- Document passage:
Mac Diagnosis
September 13, 2007 1:57 PM   Subscribe

MacFilter: Diagnosing a spinning-beach-ball of Death on a Mac.

Every day or two, my older Powerbook (12", OSX 10.4.10) will just hang. I can't access the Finder. I can access some applications but can't start new ones (Icon just bounces forever in the Dock)

I'm comfortable with the Mac command line but most Unix commands hang. If I do a 'ps -aux' for example, just a hang until I Ctrl-C. I can do simple stuff like change directories and whatnot.

Eventually I just do a hard reboot and it all works again. But is there anything I can do to further diagnose this problem either now or when its happening? The machine is otherwise reliable and, yes, I have everything backed up.

Thanks!
posted by vacapinta to Computers & Internet (6 answers total) 1 user marked this as a favorite
 
If you have the space, hit it with an archive and install
posted by ReiToei at 2:08 PM on September 13, 2007


Best answer: See my previous question about similar issues, it was very helpful
posted by tristeza at 2:08 PM on September 13, 2007


You could open up SSH access, log in from another machine, and run something like top(1) to see what's eating processor, disk, etc.

(Dataset entries)
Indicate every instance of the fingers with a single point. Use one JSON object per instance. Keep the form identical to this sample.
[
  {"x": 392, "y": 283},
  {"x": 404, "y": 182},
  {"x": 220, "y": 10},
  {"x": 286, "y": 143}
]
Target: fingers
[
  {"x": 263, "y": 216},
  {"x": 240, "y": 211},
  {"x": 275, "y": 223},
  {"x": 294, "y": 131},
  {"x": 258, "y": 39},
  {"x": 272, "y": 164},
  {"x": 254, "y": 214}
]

---

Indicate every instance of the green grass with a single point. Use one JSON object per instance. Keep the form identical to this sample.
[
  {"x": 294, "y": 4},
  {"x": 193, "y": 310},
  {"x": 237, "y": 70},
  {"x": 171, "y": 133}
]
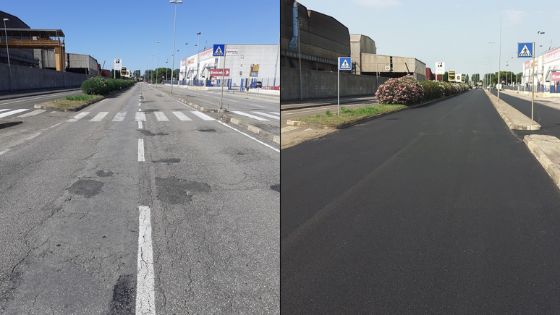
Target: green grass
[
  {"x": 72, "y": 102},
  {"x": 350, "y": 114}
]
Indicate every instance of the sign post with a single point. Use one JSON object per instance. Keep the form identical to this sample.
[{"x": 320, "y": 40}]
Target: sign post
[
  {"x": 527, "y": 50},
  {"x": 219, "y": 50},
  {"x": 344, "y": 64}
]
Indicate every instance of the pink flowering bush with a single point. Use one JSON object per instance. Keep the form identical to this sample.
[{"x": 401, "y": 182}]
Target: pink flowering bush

- Problem 1: Rewrite the Mac diagnosis thread starting at "Best answer: See" and ending at "processor, disk, etc.", with "processor" replaced by "CPU".
- Problem 2: In the Mac diagnosis thread, what version of OSX runs on the 12" Powerbook?

- Solution 1:
Best answer: See my previous question about similar issues, it was very helpful
posted by tristeza at 2:08 PM on September 13, 2007


You could open up SSH access, log in from another machine, and run something like top(1) to see what's eating CPU, disk, etc.

- Solution 2: OSX 10.4.10